__DIRECTIONS__: Copy out the records below word for word, leaving every line unchanged.

Labeled-object pointing entries

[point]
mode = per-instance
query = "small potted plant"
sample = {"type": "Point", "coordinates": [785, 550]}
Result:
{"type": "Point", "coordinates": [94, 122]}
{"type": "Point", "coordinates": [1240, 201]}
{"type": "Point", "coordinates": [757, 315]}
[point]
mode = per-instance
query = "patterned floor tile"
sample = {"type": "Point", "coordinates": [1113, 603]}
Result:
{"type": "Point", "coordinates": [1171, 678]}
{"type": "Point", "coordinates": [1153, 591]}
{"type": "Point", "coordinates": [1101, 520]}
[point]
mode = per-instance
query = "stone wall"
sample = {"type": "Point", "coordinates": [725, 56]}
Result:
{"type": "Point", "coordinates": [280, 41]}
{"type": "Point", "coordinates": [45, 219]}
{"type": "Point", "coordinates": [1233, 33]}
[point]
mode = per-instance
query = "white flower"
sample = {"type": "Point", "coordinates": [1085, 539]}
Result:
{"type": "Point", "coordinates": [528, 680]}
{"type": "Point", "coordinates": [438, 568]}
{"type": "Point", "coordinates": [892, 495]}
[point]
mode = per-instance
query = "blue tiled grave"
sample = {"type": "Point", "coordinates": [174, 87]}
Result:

__ANSWER FOR THE TASK__:
[point]
mode = per-instance
query = "small potted plant"
sample = {"type": "Point", "coordinates": [785, 550]}
Result:
{"type": "Point", "coordinates": [94, 122]}
{"type": "Point", "coordinates": [1240, 201]}
{"type": "Point", "coordinates": [757, 315]}
[point]
mode = per-instance
query = "patterned floor tile"
sample = {"type": "Point", "coordinates": [1113, 603]}
Result:
{"type": "Point", "coordinates": [1171, 678]}
{"type": "Point", "coordinates": [1153, 591]}
{"type": "Point", "coordinates": [1101, 520]}
[point]
mode = per-instance
query = "stone wall"
sample = {"type": "Point", "coordinates": [725, 56]}
Result:
{"type": "Point", "coordinates": [280, 41]}
{"type": "Point", "coordinates": [45, 219]}
{"type": "Point", "coordinates": [1233, 33]}
[point]
mode = per-instance
query = "white flower"
sample = {"type": "Point", "coordinates": [1085, 539]}
Result:
{"type": "Point", "coordinates": [528, 680]}
{"type": "Point", "coordinates": [438, 568]}
{"type": "Point", "coordinates": [892, 495]}
[point]
mode = per-instance
query = "blue tiled grave"
sample = {"type": "Point", "coordinates": [174, 87]}
Result:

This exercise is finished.